→ **Activity**
Extend the text on catching a cat, starting after its final sentence.

→ **Text**
How to Catch a Cat
There are many reasons someone might want to catch a cat: Your own cat slipped out the door. The neighbor’s cat keeps digging in your yard or leaving paw prints on your car. A stray keeps coming around. You see an injured cat lurking around town and you would like to help him.
"Catching" a cat, however, is a bit of a misnomer, as it's more about luring than chasing. Even catching fish involves lures, or bait. No one can swim fast enough to overcome a fish and then grab it. Similarly, a cat can run faster than you can, so why bother?
Each situation commands a different method of capture. But one approach rarely, if ever works: Don't run. It's amazing how many people do exactly that, then wonder why they can't catch the cat! Just remember: Who has the most legs?
If the cat is:
Tame - Get down on the cat's level and try to make eye contact. If she looks at you, lower your eyes a little or look to the side, then blink. Staring at her is construed as intimidating. Speak softly. Try calling her: "Here kitty, kitty." It seems trite, but this works well fairly often. Extend your hand with one or two fingers pointing. Wiggle the tip of your finger. Cats are curious and may actually come over to see what you have. That's your opportunity to gently scoop her up in your arms and carry her back into the house, for example.
If that doesn't work, try a piece of something tempting - a morsel of fish or beef, perhaps - as bait. Remember the fish? Or play into your cat’s prey instincts. Try dragging a stick or a string to engage her in a chase.
Semi-tame - These cats include those that have had limited experience with you or other humans. They may trust you, or they may not. Perhaps this one is the neighbor's cat, and they just feed the poor thing at the back door. This one isn't accustomed to being petted, so isn't going to happily leap into your arms, as a rule. Get some bait right away. However, if he won't take it from you, or very near you, you will have to use the bait to make the cat go into an area that you can control. This could be a garage, a shed, or even onto your back porch. Close the door immediately, but not loudly. You don't want to scare him away again. But if this doesn't work, you may have to use a trap.
Wild - Feral cats are those that have been raised near humans but do not trust us, for various reasons. Wild cats are those that have been raised away from humans and may not know what kind of animal we are. They do not trust us either. The only way to catch one is to trap it.
Placement: So much depends on the cat. Even if your own, laid back, tame kitty gets freaked, you may have to resort to a trap. Place the trap in a location the cat frequents. If kitty is put off by the appearance of the trap, drape a blanket, towel or tarp over it. I recommend a cover in cold weather anyway, no matter what the situation. Setting the trap under a hedge or bush can help camouflage it also.

Collected data

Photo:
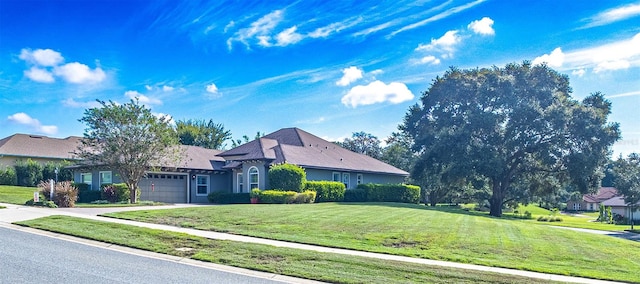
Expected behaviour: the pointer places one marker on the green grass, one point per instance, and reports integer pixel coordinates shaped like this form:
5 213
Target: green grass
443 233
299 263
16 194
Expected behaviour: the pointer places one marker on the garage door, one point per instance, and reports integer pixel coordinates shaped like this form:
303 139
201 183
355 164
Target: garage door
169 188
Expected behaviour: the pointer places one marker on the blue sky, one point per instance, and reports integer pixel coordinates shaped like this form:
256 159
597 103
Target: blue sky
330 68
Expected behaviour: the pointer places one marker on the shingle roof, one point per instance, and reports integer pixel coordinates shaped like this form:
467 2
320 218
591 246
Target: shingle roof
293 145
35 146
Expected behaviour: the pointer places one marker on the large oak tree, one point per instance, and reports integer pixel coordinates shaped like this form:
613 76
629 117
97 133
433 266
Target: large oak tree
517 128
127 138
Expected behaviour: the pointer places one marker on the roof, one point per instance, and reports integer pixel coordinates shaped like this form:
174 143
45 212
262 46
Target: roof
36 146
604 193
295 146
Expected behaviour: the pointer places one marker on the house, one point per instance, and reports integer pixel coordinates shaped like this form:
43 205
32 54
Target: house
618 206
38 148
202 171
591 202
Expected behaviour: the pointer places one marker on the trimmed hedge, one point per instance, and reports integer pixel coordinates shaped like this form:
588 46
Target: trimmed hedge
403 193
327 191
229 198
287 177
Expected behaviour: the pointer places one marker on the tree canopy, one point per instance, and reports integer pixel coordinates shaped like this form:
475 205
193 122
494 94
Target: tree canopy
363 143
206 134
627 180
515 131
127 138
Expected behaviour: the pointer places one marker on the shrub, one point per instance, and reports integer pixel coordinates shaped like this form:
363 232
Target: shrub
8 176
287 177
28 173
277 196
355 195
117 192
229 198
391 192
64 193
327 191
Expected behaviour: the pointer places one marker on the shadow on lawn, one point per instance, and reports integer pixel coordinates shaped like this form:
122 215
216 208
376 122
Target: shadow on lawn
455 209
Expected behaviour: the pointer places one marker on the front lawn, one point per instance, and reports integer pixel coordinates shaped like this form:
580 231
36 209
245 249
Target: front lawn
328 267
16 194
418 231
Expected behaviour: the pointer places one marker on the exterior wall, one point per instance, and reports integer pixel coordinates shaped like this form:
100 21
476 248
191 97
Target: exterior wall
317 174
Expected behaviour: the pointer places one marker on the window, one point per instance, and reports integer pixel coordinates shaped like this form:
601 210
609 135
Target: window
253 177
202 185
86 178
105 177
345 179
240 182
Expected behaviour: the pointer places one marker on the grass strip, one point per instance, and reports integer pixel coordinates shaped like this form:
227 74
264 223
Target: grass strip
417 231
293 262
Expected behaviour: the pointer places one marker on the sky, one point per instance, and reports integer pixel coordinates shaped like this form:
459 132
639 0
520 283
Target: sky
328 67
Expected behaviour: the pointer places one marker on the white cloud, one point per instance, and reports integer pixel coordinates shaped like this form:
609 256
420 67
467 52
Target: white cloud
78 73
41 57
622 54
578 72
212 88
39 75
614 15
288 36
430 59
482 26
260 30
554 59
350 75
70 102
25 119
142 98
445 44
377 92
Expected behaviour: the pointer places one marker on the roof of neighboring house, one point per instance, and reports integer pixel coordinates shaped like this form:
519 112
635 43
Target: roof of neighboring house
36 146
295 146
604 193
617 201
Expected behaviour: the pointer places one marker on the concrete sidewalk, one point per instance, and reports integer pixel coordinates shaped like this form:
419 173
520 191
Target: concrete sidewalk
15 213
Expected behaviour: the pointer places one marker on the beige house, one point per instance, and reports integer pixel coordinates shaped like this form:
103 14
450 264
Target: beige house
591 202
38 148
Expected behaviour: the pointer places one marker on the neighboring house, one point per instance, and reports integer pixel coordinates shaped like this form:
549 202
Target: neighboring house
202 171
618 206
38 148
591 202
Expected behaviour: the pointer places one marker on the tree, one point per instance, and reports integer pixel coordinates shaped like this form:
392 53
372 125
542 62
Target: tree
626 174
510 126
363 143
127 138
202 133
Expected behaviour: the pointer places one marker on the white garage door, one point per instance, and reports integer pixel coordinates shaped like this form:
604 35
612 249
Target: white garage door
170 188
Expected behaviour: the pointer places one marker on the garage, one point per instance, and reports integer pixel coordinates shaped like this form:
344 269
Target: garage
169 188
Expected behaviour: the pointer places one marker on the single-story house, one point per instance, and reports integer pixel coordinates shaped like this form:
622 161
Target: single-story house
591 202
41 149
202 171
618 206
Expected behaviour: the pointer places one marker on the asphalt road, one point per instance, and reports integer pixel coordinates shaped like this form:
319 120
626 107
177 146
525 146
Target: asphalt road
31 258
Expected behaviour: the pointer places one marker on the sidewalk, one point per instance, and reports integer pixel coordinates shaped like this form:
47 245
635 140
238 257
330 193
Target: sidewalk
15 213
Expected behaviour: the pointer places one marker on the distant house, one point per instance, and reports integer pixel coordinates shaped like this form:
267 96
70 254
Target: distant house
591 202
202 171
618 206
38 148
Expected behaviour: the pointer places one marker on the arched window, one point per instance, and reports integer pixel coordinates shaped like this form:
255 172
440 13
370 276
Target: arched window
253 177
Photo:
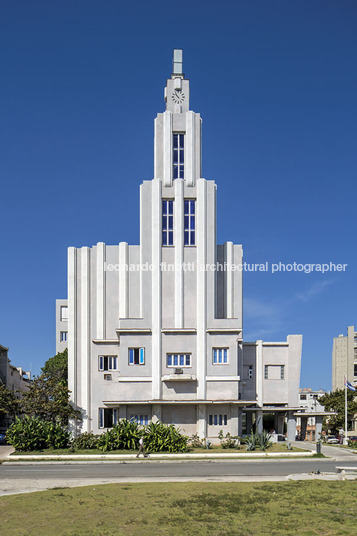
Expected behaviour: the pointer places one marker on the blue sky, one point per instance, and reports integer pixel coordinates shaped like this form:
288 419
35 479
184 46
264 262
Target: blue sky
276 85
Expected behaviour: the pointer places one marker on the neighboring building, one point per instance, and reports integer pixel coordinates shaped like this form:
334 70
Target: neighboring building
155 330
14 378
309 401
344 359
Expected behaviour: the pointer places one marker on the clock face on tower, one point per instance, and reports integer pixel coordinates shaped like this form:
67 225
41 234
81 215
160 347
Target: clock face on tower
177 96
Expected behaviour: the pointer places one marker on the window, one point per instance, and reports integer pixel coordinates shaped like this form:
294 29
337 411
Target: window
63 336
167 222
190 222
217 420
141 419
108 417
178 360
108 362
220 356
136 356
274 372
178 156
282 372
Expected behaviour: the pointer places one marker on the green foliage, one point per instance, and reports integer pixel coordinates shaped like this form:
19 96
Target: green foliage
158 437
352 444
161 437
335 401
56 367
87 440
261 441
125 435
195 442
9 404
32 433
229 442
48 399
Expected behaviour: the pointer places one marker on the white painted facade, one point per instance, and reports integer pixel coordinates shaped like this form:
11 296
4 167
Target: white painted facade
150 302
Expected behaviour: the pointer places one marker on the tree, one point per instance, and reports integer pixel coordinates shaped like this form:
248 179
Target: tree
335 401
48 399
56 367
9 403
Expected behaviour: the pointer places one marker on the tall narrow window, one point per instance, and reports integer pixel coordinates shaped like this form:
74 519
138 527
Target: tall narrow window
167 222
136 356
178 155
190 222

→ **Output below**
Setting: Some traps have obvious spring devices. Some do not. In any case, if you're not familiar with trapping, ask someone with experience for advice. The owner of a trap you borrow should show you how to set it.
Bait: In a nutshell, the smellier the better. Don't expect any action if you put ordinary, dry cat food in the trap. Not that this hasn't worked for those desperate souls who are starving, but if you're after a healthy, strong, savvy cat, your bait had better be primo stuff. It could be canned cat food, canned fish, fresh table scraps of meat, or a dish of fish oil. Remember this too: The cat isn't going to be living in there, so don't put down enough food for a week. A bite, a morsel, is sufficient. Just enough to create an enticing odor the kitty can't resist inspecting.
Safety: Never reach into the trap with your hand. Do not try to hold the cat by the nape of the neck. Do not try to transfer the cat out of the trap into a cage or crate while outdoors. Try to execute a transfer in a small, enclosed space, very carefully. Unless the cat is very weak due to injury or starvation or disease, they are very agile, athletic, amazingly strong during stress, and are excellent escape artists. They also are frightened in this situation and are very willing to bite you as hard as they can. Remember their agility: They can "turn themselves inside out" to defend themselves, which you will regard as an attack. My arm has been shredded a few times, so I guess you could say I've learned the hard way how to handle them.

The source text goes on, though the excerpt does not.